**EXERCISE TASK**
Rewrite the part of the OpenGL image-scaling thread below, starting at "glTexCoord2f(ImgWidth, ImgHeight);" and ending at "to say wrong.", with every "ImgHeight" changed to "TexHeight".
== SELECTED EXTRACT ==
Image Scaling (Keepaspectratiobyexpanding) Through Opengl

Image scaling (KeepAspectRatioByExpanding) through OpenGL

You can simply copy "keep aspect ratio" branch (provided that it is working), and just flip the ratio comparison sign, i.e.:

if (ratiox > ratioy)

becomes

if (ratiox <= ratioy)

But i'm not sure it is actually working (ratio calculations had always bugged me - and yours is tricky), and don't have Qt atm so I can't try. But that should do it. Note that the image will be centered (not left-aligned as on your image), but that can be fixed pretty easily.

EDIT:

Here is source code that works in GLUT application (no QT, sorry):

static void DrawObject(void)
{
int img_width = 1280;//_frame->width();
int img_height = 720;//_frame->height();
GLfloat offset_x = -1;
GLfloat offset_y = -1;

int p_viewport[4];
glGetIntegerv(GL_VIEWPORT, p_viewport); // don't have QT :'(

GLfloat gl_width = p_viewport[2];//width(); // GL context size
GLfloat gl_height = p_viewport[3];//height();

int n_mode = 0;
switch(n_mode) {
case 0: // KeepAspectRatioByExpanding
{
float ratioImg = float(img_width) / img_height;
float ratioScreen = gl_width / gl_height;

if(ratioImg < ratioScreen) {
gl_width = 2;
gl_height = 2 * ratioScreen / ratioImg;
} else {
gl_height = 2;
gl_width = 2 / ratioScreen * ratioImg;
}
// calculate image size
}
break;

case 1: // IgnoreAspectRatio
gl_width = 2;
gl_height = 2;
// OpenGL normalized coordinates are -1 to +1 .. hence width (or height) = +1 - (-1) = 2
break;

case 2: // KeepAspectRatio
{
float ratioImg = float(img_width) / img_height;
float ratioScreen = gl_width / gl_height;

if(ratioImg > ratioScreen) {
gl_width = 2;
gl_height = 2 * ratioScreen / ratioImg;
} else {
gl_height = 2;
gl_width = 2 / ratioScreen * ratioImg;
}
// calculate image size

offset_x = -1 + (2 - gl_width) * .5f;
offset_y = -1 + (2 - gl_height) * .5f;
// center on screen
}
break;
}

glMatrixMode(GL_PROJECTION);
glLoadIdentity();
glMatrixMode( GL_MODELVIEW );
glLoadIdentity();
// just simple ortho view, no fancy transform ...

glBegin(GL_QUADS);
glTexCoord2f(0, 0);
glVertex2f(offset_x, offset_y);

glTexCoord2f(ImgWidth, 0);
glVertex2f(offset_x + gl_width, offset_y);

glTexCoord2f(ImgWidth, ImgHeight);
glVertex2f(offset_x + gl_width, offset_y + gl_height);

glTexCoord2f(0, ImgHeight);
glVertex2f(offset_x, offset_y + gl_height);
glEnd();
// draw a single quad
}

This works by comparing screen aspect ratio to image aspect ratio. You are actually comparing ratios of image width to screen width with image height to screen height. That is suspicious at least, not to say wrong.
===
== SUPPLIED DATA ==
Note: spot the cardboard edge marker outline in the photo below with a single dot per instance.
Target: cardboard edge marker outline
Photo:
===
== SUPPLIED DATA ==
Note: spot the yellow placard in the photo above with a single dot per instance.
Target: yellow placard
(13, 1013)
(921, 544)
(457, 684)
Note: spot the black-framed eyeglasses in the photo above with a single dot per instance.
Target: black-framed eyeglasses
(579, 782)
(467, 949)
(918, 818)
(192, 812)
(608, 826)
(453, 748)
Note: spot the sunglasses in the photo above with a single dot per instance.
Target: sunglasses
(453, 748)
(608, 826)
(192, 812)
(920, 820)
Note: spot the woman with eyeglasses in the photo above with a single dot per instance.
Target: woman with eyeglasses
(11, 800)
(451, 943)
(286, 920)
===
== SUPPLIED DATA ==
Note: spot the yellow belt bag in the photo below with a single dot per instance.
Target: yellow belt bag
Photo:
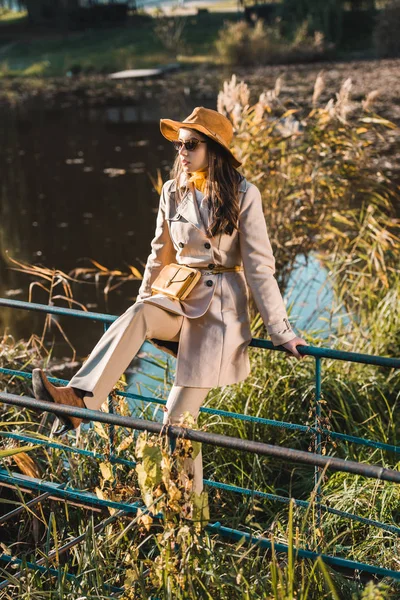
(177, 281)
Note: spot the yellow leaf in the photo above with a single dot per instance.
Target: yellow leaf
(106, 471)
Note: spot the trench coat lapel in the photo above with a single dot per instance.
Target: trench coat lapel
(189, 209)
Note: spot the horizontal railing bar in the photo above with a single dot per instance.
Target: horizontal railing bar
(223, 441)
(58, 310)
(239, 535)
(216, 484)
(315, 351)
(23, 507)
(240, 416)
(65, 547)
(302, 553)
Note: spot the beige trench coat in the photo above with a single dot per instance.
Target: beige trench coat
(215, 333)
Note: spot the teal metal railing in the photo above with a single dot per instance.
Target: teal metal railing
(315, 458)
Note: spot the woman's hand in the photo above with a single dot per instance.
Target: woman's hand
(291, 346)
===
**PROBLEM SOLUTION**
glTexCoord2f(ImgWidth, TexHeight);
glVertex2f(offset_x + gl_width, offset_y + gl_height);

glTexCoord2f(0, TexHeight);
glVertex2f(offset_x, offset_y + gl_height);
glEnd();
// draw a single quad
}

This works by comparing screen aspect ratio to image aspect ratio. You are actually comparing ratios of image width to screen width with image height to screen height. That is suspicious at least, not to say wrong.